BEGIN Page extract

The first step in data analysis is simply understanding what the data mean. This is facilitated by classifying each variable according to its measurement level. Standard textbooks distinguish four such measurement levels: nominal, ordinal, interval and ratio.

## Measurement Levels - Classical Approach

Quick Overview of Measurement Levels## 1. Nominal Measurement Level

The nominal measurement level implies that there's **no undisputable order** in what's represented by the data values. An easy example is country. We may sort countries alphabetically, according to their sizes or to numbers of inhabitants. Different orders make equal sense for a list of countries.

Now don't overlook the phrase *“what's being represented”*. It's not the data values that matter. It's what they represent in the real world. So a tricky example are ZIP codes. These actually represent geographical areas, which don't have an undisputable order. This renders ZIP code a nominal variable.

## 2. Ordinal Measurement Level

The ordinal measurement level implies that there's a **clear order but no fixed unit of measurement** in what's represented by the data values. Typical examples are attitude scales like

- Bad;
- Neutral;
- Good.

known as **Likert scales**. There's a clear order in the sentiments represented by these values. "Neutral" is clearly between "Bad" and "Good". However, we've no clue just *where* between those. For instance, a demanding respondent who rates almost everything "Bad" may feel "Neutral" is actually closer to "Good" than to "Bad". This is illustrated by the figure below.

A different way to state this is that the sentiments represented here don't have any **fixed unit of measurement**. This renders their data values rather arbitrary. We used "1", "2" and "3" to represent "Bad", "Neutral" and "Good" but we may just as well use "1", "1.5" and "3" instead.

Note that this arbitrary choice dictates the outcomes of **calculations** on this variable. This is why calculations on ordinal variables are **not meaningful**. Less strictly though, calculations on ordinal variables are quite common under the Assumption of Equal Intervals.

Note that monthly income measured as

- Less than 1000 Euros;
- 1000 to 2000 Euros;
- 2000 Euros or over.

is ordinal as well. These three values really represent income *categories* and these don't have a fixed unit of measurement. We'll say that “income was *measured* at the ordinal level”.

We could measure it at ratio level too by asking the exact income in Euros. The point here is that a single variable (income) can sometimes be measured at different measurement levels.

## 3. Interval Measurement Level

The interval measurement level implies a **fixed unit of measurement** but **no natural zero point**. True interval variables are rare but one of the few examples is temperature in degrees Celsius.

The measurement unit is fixed because every degree Celsius represents the same amount (“**interval**”) of temperature. However, zero degrees Celsius does *not* mean “nothing” with regard to temperature.With regard to temperature, we'd probably say that "nothing" corresponds to -273.15 degrees Celsius.

Without a natural zero point, **multiplication is not meaningful**. It doesn't make sense to say that 40 degrees Celsius is “twice as warm” as 20 degrees.

## 4. Ratio Measurement Level

The ratio measurement level implies a **fixed unit of measurement** and a **natural zero point**. An example is weight in kilos. A kilo is a fixed unit of measurement because it always represents the exact same weight.

So what is meant by "a natural zero point"? A natural zero point means that **zero represents “nothing”**. This holds because zero kilos corresponds to “nothing” with regard to weight.

We rather avoid “absolute zero point” because ratio variables may hold **negative values**; the balance of my bank account may be negative but is has a fixed unit of measurement -Euros in my case- and zero means “nothing”.

END Page extract
BEGIN Supplied data

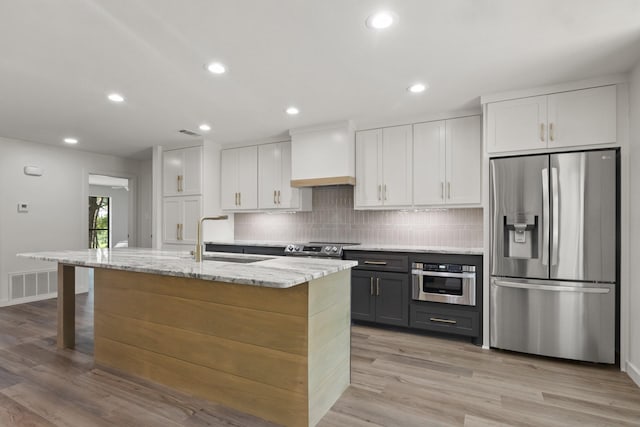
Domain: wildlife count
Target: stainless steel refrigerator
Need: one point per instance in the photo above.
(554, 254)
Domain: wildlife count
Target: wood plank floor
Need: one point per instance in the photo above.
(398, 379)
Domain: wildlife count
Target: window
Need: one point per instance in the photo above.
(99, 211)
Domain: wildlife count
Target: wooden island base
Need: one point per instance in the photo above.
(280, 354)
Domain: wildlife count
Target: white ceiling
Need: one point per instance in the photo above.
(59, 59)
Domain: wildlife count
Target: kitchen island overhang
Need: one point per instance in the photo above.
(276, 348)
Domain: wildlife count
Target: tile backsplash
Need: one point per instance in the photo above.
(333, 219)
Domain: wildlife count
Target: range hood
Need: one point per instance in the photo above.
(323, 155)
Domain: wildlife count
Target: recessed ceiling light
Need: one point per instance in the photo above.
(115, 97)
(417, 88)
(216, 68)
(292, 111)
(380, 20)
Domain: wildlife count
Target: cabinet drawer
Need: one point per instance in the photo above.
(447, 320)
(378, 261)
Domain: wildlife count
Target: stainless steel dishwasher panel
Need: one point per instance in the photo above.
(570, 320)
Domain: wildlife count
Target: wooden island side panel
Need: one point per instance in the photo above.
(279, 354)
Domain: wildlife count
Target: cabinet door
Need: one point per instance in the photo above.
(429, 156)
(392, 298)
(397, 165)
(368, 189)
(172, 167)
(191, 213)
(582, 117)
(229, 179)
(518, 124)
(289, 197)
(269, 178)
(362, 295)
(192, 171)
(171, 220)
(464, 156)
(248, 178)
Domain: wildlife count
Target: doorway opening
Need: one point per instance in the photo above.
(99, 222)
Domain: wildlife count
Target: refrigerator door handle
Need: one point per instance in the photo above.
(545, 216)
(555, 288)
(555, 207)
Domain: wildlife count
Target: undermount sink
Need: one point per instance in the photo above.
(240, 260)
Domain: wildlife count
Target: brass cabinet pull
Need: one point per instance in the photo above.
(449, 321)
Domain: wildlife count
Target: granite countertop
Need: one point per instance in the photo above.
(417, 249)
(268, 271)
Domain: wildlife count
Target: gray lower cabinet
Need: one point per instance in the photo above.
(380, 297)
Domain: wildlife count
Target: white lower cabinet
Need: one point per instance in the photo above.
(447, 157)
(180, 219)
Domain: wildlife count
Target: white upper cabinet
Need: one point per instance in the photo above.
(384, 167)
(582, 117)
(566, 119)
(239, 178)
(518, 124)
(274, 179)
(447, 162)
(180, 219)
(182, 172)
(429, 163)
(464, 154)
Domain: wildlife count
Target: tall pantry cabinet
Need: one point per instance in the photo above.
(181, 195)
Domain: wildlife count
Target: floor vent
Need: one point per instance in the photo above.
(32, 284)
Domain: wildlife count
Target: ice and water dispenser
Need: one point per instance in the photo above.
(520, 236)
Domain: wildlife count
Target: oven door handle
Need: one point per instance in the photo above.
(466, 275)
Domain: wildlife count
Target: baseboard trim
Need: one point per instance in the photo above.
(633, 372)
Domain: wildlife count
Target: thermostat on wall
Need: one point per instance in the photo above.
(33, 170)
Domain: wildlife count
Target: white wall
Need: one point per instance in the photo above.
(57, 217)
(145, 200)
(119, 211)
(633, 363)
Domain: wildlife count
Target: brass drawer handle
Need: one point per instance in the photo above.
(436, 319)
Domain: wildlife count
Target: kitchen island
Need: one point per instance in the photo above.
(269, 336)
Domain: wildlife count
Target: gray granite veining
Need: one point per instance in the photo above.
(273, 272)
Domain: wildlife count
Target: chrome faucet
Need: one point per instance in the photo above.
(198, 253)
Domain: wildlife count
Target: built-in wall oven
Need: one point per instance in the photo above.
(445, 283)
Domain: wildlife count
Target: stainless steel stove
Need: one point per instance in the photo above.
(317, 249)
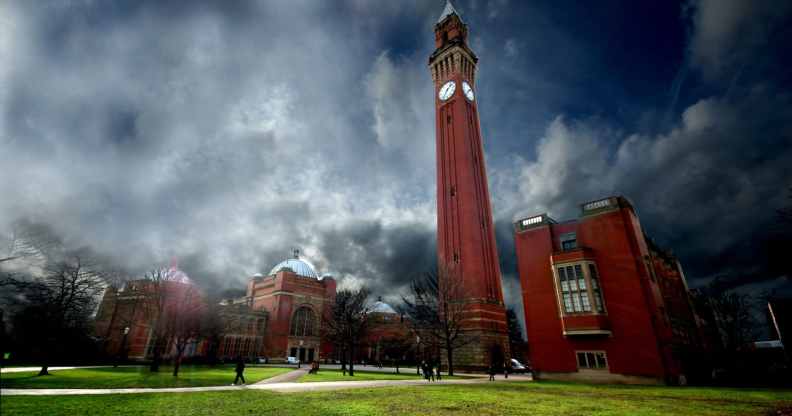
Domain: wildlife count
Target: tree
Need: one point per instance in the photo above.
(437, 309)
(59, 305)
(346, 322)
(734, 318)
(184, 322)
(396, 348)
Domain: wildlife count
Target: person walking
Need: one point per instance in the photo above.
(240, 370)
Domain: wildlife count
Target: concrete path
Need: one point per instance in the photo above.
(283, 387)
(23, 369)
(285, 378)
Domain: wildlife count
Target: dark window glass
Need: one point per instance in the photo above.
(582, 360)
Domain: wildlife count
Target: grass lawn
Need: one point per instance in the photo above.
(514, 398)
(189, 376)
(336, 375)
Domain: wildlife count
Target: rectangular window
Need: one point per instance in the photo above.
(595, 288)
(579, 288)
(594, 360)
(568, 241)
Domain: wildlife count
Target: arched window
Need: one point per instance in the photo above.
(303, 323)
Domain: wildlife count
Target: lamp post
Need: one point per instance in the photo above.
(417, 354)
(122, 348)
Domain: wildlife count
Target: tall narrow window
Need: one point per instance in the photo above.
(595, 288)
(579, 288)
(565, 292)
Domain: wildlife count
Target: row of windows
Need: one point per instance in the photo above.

END Supplied data

__Stated problem A__: Write out the passage from the measurement levels text that begins at the words "Without a natural" and ends after "regard to weight.".
__Stated problem B__: Continue the measurement levels text from the point where it stops.
The records have no connection to the measurement levels text.

__Final answer A__:
Without a natural zero point, **multiplication is not meaningful**. It doesn't make sense to say that 40 degrees Celsius is “twice as warm” as 20 degrees.

## 4. Ratio Measurement Level

The ratio measurement level implies a **fixed unit of measurement** and a **natural zero point**. An example is weight in kilos. A kilo is a fixed unit of measurement because it always represents the exact same weight.

So what is meant by "a natural zero point"? A natural zero point means that **zero represents “nothing”**. This holds because zero kilos corresponds to “nothing” with regard to weight.

__Final answer B__:
This natural zero point is what really renders multiplication - and therefore **ratios** - of values meaningful; it makes perfect sense to say that € 2000,- is two times € 1000,- or four times € 500,-.

## Classical Measurement Levels - Shortcomings

We argued that measurement levels matter because they **facilitate data analysis**. However, when we look at the most common statistical techniques, we see that

- dichotomous variables are treated differently from all other variables but classical measurement levels fail to distinguish them;
- metric variables (interval and ratio) are always treated identically;
- categorical variables (nominal and ordinal) are sometimes treated similarly and sometimes not.

In order to fix these issues, we propose a more useful classification below.

## Measurement Levels - Modern Approach

**Dichotomous variables**are variables that have**precisely two distinct values**. It is useful to distinguish dichotomous variables as a separate measurement level because they require different analytical procedures than other variables, such as SPSS Independent Samples T Test and SPSS Binomial Test.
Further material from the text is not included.